▶ _What is being asked_
From the first line to the last, copy the material word for word; pictures stay out.

□ □ □ □

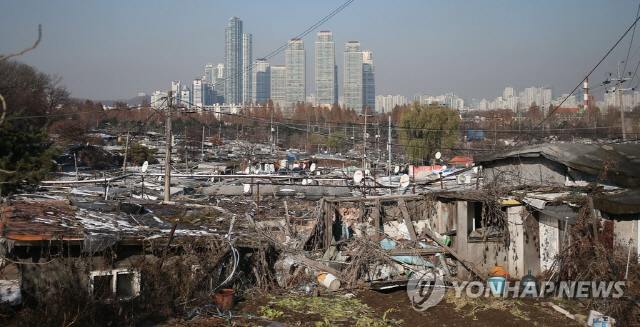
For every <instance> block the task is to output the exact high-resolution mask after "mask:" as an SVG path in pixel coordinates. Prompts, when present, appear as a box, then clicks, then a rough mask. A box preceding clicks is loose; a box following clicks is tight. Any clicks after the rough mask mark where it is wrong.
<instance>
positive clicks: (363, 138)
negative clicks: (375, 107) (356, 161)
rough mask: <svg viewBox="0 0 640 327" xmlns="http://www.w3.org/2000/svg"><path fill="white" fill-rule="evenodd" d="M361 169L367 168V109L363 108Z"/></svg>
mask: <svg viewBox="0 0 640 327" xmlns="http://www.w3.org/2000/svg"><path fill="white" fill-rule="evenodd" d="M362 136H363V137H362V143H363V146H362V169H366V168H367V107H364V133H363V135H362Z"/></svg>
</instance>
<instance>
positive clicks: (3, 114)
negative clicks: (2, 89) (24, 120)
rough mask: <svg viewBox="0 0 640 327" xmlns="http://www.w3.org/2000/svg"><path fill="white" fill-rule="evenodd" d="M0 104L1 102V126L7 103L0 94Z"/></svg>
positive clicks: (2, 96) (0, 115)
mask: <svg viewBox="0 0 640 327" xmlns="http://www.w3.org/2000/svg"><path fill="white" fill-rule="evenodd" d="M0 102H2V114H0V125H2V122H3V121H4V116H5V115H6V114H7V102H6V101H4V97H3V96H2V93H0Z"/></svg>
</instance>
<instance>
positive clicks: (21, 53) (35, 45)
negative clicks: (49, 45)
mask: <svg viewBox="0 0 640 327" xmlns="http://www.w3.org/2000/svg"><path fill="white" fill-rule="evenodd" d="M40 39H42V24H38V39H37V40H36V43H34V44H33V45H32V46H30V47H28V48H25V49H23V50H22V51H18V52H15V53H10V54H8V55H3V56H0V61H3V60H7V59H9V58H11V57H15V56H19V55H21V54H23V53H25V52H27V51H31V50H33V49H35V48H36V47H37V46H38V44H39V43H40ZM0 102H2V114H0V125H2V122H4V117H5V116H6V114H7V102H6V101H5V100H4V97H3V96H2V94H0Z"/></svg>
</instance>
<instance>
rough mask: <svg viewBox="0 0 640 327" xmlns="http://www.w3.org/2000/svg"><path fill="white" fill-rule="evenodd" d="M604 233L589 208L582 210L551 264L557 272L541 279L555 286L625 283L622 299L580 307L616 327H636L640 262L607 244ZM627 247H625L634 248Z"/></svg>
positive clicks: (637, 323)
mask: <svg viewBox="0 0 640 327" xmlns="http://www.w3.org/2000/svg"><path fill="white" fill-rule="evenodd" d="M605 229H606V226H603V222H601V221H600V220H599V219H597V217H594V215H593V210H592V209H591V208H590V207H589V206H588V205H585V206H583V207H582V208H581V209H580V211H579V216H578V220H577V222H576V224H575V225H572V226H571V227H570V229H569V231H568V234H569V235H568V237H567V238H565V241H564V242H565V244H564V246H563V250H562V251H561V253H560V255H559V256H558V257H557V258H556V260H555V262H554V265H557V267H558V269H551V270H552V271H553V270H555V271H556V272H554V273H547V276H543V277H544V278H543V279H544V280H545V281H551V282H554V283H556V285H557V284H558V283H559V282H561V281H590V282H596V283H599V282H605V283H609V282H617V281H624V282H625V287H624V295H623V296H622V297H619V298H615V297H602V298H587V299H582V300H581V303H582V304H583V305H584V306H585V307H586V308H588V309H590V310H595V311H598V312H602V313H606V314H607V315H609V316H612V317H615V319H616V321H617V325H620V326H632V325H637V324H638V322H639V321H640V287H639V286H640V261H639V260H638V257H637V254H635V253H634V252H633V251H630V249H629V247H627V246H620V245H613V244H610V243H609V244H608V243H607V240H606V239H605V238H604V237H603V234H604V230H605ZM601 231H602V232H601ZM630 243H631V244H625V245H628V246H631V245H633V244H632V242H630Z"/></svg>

□ □ □ □

▶ _Written solution_
For every <instance> block the task is to output the exact high-resolution mask after "mask:" as an SVG path in pixel coordinates. Prompts, when present, appear as a box, then clicks, then a rough mask. A box preceding clicks is loose; a box following clicks is tight. Any clicks after the rough mask mark where it is wrong.
<instance>
positive clicks: (363, 138)
negative clicks: (375, 107) (356, 161)
rough mask: <svg viewBox="0 0 640 327" xmlns="http://www.w3.org/2000/svg"><path fill="white" fill-rule="evenodd" d="M361 169L367 168V109L363 108Z"/></svg>
mask: <svg viewBox="0 0 640 327" xmlns="http://www.w3.org/2000/svg"><path fill="white" fill-rule="evenodd" d="M362 136H363V137H362V143H363V146H362V169H366V168H367V107H364V133H363V135H362Z"/></svg>
</instance>
<instance>
positive clicks: (3, 114)
negative clicks: (2, 89) (24, 120)
rough mask: <svg viewBox="0 0 640 327" xmlns="http://www.w3.org/2000/svg"><path fill="white" fill-rule="evenodd" d="M0 104L1 102V126L7 103L0 94Z"/></svg>
positive clicks: (2, 96) (0, 115)
mask: <svg viewBox="0 0 640 327" xmlns="http://www.w3.org/2000/svg"><path fill="white" fill-rule="evenodd" d="M0 102H2V114H0V125H2V122H3V121H4V116H5V115H6V114H7V102H6V101H4V97H3V96H2V93H0Z"/></svg>
</instance>
<instance>
positive clicks: (21, 53) (35, 45)
negative clicks: (49, 45)
mask: <svg viewBox="0 0 640 327" xmlns="http://www.w3.org/2000/svg"><path fill="white" fill-rule="evenodd" d="M40 39H42V24H38V39H37V40H36V43H34V44H33V45H32V46H30V47H28V48H25V49H23V50H22V51H18V52H15V53H10V54H8V55H3V56H0V61H3V60H7V59H9V58H11V57H15V56H19V55H21V54H23V53H25V52H27V51H31V50H33V49H35V48H36V47H37V46H38V44H39V43H40ZM0 102H2V114H0V125H2V122H4V117H5V116H6V114H7V102H6V101H5V100H4V97H3V96H2V94H0Z"/></svg>
</instance>
<instance>
rough mask: <svg viewBox="0 0 640 327" xmlns="http://www.w3.org/2000/svg"><path fill="white" fill-rule="evenodd" d="M604 233L589 208L582 210L551 264L557 272L541 279L555 286L625 283L622 299L580 307L616 327H636L640 262L607 244ZM627 247H625L634 248Z"/></svg>
positive clicks: (637, 323)
mask: <svg viewBox="0 0 640 327" xmlns="http://www.w3.org/2000/svg"><path fill="white" fill-rule="evenodd" d="M605 229H606V226H603V222H601V221H600V220H599V219H597V217H594V215H593V210H592V209H591V208H590V207H589V206H588V205H585V206H583V207H582V208H581V209H580V211H579V216H578V220H577V222H576V224H575V225H572V226H571V227H570V229H569V231H568V234H569V235H568V237H567V238H565V241H564V242H565V244H564V246H563V250H562V251H561V253H560V255H559V256H558V257H557V258H556V260H555V262H554V265H557V267H558V269H551V270H552V271H553V270H555V271H556V272H554V273H547V276H543V277H544V278H543V279H544V280H545V281H551V282H554V283H556V285H557V284H558V283H559V282H561V281H590V282H596V283H599V282H605V283H609V282H617V281H624V282H625V287H624V295H623V296H622V297H619V298H615V297H602V298H587V299H582V300H581V303H582V304H583V305H584V306H585V307H586V308H588V309H590V310H595V311H598V312H602V313H606V314H607V315H609V316H612V317H615V319H616V321H617V325H620V326H632V325H637V324H638V322H639V321H640V287H639V286H640V261H639V260H638V257H637V254H635V253H634V252H633V251H630V249H629V247H627V246H620V245H613V244H610V243H609V244H608V243H607V240H606V239H605V238H604V237H603V234H604V230H605ZM601 231H602V232H601ZM630 243H631V244H625V245H628V246H631V245H633V244H632V242H630Z"/></svg>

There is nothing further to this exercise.